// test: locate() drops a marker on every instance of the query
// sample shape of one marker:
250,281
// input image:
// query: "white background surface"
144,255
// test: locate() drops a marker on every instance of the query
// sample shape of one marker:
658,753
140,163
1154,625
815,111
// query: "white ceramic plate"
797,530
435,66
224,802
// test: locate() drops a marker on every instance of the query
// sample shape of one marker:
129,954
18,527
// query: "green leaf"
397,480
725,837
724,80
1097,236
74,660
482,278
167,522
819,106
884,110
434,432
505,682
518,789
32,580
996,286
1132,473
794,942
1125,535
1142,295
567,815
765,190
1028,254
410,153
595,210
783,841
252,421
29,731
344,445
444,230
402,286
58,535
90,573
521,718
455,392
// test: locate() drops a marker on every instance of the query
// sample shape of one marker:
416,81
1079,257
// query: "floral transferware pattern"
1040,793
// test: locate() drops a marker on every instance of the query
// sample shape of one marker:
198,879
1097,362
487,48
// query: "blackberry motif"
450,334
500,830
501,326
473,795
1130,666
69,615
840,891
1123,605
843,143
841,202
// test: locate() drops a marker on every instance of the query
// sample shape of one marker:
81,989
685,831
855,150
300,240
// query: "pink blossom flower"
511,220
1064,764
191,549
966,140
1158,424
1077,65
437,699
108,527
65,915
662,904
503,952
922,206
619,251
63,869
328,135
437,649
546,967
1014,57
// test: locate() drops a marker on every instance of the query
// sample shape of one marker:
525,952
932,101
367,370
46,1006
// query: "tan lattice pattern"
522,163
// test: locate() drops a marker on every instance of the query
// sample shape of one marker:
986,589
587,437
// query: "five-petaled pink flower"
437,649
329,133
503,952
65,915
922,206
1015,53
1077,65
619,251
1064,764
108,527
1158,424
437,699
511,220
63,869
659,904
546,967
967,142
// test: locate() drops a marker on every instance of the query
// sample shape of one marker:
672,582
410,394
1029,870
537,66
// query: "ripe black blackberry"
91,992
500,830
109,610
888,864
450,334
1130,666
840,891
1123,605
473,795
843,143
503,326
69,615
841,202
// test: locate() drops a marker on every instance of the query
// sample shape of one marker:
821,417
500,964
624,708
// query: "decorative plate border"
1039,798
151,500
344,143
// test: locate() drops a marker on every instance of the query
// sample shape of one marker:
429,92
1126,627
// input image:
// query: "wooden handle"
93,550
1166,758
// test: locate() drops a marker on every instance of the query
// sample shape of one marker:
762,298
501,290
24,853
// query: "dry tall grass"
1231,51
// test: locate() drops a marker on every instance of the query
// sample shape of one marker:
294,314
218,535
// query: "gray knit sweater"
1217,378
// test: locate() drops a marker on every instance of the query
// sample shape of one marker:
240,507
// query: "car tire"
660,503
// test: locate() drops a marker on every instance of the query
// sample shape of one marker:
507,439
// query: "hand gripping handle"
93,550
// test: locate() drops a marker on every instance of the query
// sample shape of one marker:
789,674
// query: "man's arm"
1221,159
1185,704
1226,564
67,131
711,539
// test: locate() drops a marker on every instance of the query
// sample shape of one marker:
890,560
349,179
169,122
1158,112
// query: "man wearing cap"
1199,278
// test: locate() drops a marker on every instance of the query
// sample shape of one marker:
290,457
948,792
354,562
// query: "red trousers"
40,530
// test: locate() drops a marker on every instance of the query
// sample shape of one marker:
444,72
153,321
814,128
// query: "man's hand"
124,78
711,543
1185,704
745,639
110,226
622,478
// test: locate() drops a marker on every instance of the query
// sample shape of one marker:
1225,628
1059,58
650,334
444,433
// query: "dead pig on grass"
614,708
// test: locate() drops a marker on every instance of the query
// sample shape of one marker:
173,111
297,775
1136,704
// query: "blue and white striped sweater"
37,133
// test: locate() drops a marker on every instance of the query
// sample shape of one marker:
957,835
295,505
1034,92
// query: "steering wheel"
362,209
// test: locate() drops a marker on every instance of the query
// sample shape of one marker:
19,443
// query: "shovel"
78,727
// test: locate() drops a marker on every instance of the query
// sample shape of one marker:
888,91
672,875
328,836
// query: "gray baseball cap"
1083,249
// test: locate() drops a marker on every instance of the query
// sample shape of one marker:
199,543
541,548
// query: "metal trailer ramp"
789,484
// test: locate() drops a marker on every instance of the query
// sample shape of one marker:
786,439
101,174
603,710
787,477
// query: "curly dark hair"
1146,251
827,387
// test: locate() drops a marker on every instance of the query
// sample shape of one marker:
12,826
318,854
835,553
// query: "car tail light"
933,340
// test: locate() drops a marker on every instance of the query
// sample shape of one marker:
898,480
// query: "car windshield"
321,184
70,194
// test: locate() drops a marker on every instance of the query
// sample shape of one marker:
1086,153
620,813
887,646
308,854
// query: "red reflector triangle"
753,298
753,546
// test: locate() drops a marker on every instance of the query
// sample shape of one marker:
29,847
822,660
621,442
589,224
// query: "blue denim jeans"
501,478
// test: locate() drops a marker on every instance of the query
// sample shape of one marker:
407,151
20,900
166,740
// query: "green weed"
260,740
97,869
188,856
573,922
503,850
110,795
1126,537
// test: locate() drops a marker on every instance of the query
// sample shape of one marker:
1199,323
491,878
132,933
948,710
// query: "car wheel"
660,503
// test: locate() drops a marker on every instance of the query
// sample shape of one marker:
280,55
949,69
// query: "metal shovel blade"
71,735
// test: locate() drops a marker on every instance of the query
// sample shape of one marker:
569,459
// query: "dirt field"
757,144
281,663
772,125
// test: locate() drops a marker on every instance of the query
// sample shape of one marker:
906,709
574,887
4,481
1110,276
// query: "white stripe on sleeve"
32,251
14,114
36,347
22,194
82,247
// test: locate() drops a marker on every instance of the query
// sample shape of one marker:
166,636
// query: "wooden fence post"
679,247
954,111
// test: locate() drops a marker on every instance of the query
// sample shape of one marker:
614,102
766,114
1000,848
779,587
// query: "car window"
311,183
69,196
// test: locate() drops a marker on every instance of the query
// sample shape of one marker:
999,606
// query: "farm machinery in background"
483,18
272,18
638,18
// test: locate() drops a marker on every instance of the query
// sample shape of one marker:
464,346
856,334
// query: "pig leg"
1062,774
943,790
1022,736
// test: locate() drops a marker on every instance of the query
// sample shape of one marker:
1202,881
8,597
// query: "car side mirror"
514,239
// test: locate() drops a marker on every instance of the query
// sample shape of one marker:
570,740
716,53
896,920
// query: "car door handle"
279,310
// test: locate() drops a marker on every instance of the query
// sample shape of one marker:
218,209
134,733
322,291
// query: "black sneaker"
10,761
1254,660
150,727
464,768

****************

THE TASK —
Output all records exactly, with nothing added or dropped.

OUTPUT BELOW —
// test: locate() drops a marker on every instance of the query
// sample shape of one marker:
250,281
// input image:
// query: "white background surface"
144,255
// test: locate() drops a marker on every instance of the query
// sample shape of one marker:
658,753
140,163
1154,625
815,111
// query: "white ceramic plate"
797,530
435,66
224,802
// test: locate() drops a marker on every instance of the query
// sample shape of one marker:
129,954
18,527
// query: "green leaf"
397,480
725,837
724,80
1097,236
74,660
482,278
167,522
819,106
884,110
434,432
505,682
518,789
32,580
996,286
1132,473
794,942
1125,535
1142,295
567,815
765,190
1028,254
410,153
595,210
783,841
252,421
29,731
344,445
444,230
402,286
58,535
90,573
521,718
455,392
// test: locate() drops a marker on every instance of the query
// sample shape of one marker:
416,81
1079,257
// query: "floral transferware pattern"
1040,793
// test: locate() drops a marker on every instance of the query
// sample shape of one marker:
198,879
1097,362
487,48
// query: "blackberry motif"
450,334
500,830
501,326
473,795
1130,666
69,615
840,891
1123,605
843,143
841,202
// test: locate() drops a marker on every instance of the query
// sample shape of one marker:
81,989
685,831
855,150
300,240
// query: "pink blossom flower"
511,220
1064,764
191,549
966,140
1158,424
1077,65
437,699
108,527
65,915
662,904
503,952
922,206
619,251
63,869
328,135
437,649
546,967
1014,57
// test: locate() drops a marker on every instance of the query
// sample shape of one marker:
525,952
932,101
367,370
46,1006
// query: "tan lattice pattern"
522,163
// test: locate() drops a marker on every instance of the query
// sample shape of one marker:
986,589
587,437
// query: "five-petaled pink flower"
437,649
329,133
503,952
65,915
922,206
1015,53
1077,65
619,251
1064,764
108,527
1158,424
437,699
511,220
63,869
659,904
546,967
967,142
// test: locate() drops a marker on every instance of the query
// sample shape of one marker:
672,582
410,394
1029,870
537,66
// query: "ripe black blackberry"
91,992
500,830
109,610
888,864
450,334
1130,666
840,891
1123,605
473,795
843,143
503,326
69,615
841,202
// test: locate() drops a marker on every instance of the query
// sample shape of one marker:
821,417
500,964
624,708
// query: "decorative plate border"
1039,798
151,500
344,143
// test: locate() drops a marker on every instance of the query
// sample shape of one marker:
429,92
1126,627
// input image:
// query: "wooden handle"
93,550
1166,758
// test: locate() drops a marker on every instance of the query
// sample shape of one marker:
762,298
501,290
24,853
// query: "dry tall grass"
1231,51
// test: locate() drops a marker on every instance of the query
// sample shape of one marker:
294,314
218,535
// query: "gray knit sweater"
1217,378
// test: locate() drops a marker on every instance of the query
// sample shape of one marker:
240,507
// query: "car tire"
660,503
// test: locate() drops a marker on every instance of the query
// sample shape of one marker:
507,439
// query: "hand gripping handle"
93,550
// test: locate() drops a marker on every instance of the query
// sample shape of one marker:
789,674
// query: "man's arm"
1221,159
1185,704
1226,564
67,131
711,539
// test: locate() drops a marker on every instance of the query
// sample shape of one marker:
890,560
349,179
169,122
1158,112
// query: "man wearing cap"
1199,278
// test: locate() drops a marker on every instance of the query
// sample shape of one marker:
290,457
948,792
354,562
// query: "red trousers"
40,530
// test: locate() drops a marker on every instance of the query
// sample shape of one marker:
444,72
153,321
814,128
// query: "man's hand"
124,78
711,543
1185,704
745,639
110,226
622,478
// test: locate() drops a marker on every instance of the query
// sample shape of one marker:
1225,628
1059,58
650,334
444,433
// query: "dead pig on grass"
614,708
// test: locate() drops a marker on every instance of the query
// sample shape of one marker:
173,111
297,775
1136,704
// query: "blue and white striped sweater"
37,133
// test: locate() drops a marker on every instance of the query
// sample shape of one marker:
957,835
295,505
1034,92
// query: "steering wheel"
362,209
// test: locate() drops a marker on every instance of the query
// sample shape of one marker:
19,443
// query: "shovel"
78,727
// test: locate() drops a marker on every instance of the query
// sample shape of one marker:
888,91
672,875
328,836
// query: "gray baseball cap"
1083,249
// test: locate() drops a marker on every instance of the query
// sample shape of one marker:
199,543
541,548
// query: "metal trailer ramp"
789,484
// test: locate() drops a marker on every instance of the query
// sample shape of one marker:
786,439
101,174
603,710
787,477
// query: "curly dark hair"
1146,251
827,387
// test: locate() drops a marker on every instance of the query
// sample shape of one marker:
12,826
318,854
835,553
// query: "car tail light"
933,340
// test: locate() drops a marker on every instance of the query
// sample shape of one marker:
898,480
// query: "car windshield"
321,184
70,194
// test: locate() drops a marker on every instance of the query
// sample shape of one marker:
1086,153
620,813
887,646
308,854
// query: "red reflector triangle"
753,298
753,546
// test: locate() drops a marker on every instance of the query
// sample shape of one marker:
29,847
822,660
621,442
589,224
// query: "blue denim jeans"
501,478
// test: locate() drops a marker on every instance of the query
// sample shape of one marker:
407,151
20,900
166,740
// query: "green weed"
260,740
97,869
188,856
573,922
503,850
110,795
1126,537
// test: locate() drops a marker on every instance of the query
// sample shape of one marker:
1199,323
491,878
132,933
948,710
// query: "car wheel"
660,503
// test: locate() drops a marker on every instance of the query
// sample shape of one marker:
280,55
949,69
// query: "metal shovel blade"
71,735
// test: locate() drops a marker on every instance of the query
// sample shape of one marker:
569,459
// query: "dirt field"
757,144
281,663
772,125
// test: locate() drops a marker on every instance of the query
// sample shape of one marker:
906,709
574,887
4,481
1110,276
// query: "white stripe on sleeve"
32,251
14,114
36,347
22,194
82,247
// test: locate() drops a marker on every instance of the query
// sample shape of one marker:
166,636
// query: "wooden fence post"
679,247
954,111
// test: locate() drops a marker on every instance of the query
// sample shape of one marker:
614,102
766,114
1000,848
779,587
// query: "car window"
311,183
69,196
// test: locate() drops a marker on every instance of the query
// sample shape of one marker:
999,606
// query: "farm machinery in background"
483,18
272,18
638,18
// test: locate() drops a marker on every instance of the query
// sample shape of one marker:
464,346
856,334
// query: "pig leg"
1062,774
943,790
1022,736
// test: locate() drops a marker on every instance of the query
// sample shape of one marker:
1202,881
8,597
// query: "car side mirror"
514,239
// test: locate() drops a marker on every instance of the query
// sample shape of one marker:
570,740
716,53
896,920
// query: "car door handle"
279,310
// test: locate() drops a marker on every instance of the query
// sample shape of one marker:
218,209
134,733
322,291
// query: "black sneaker"
10,761
1254,660
150,727
464,768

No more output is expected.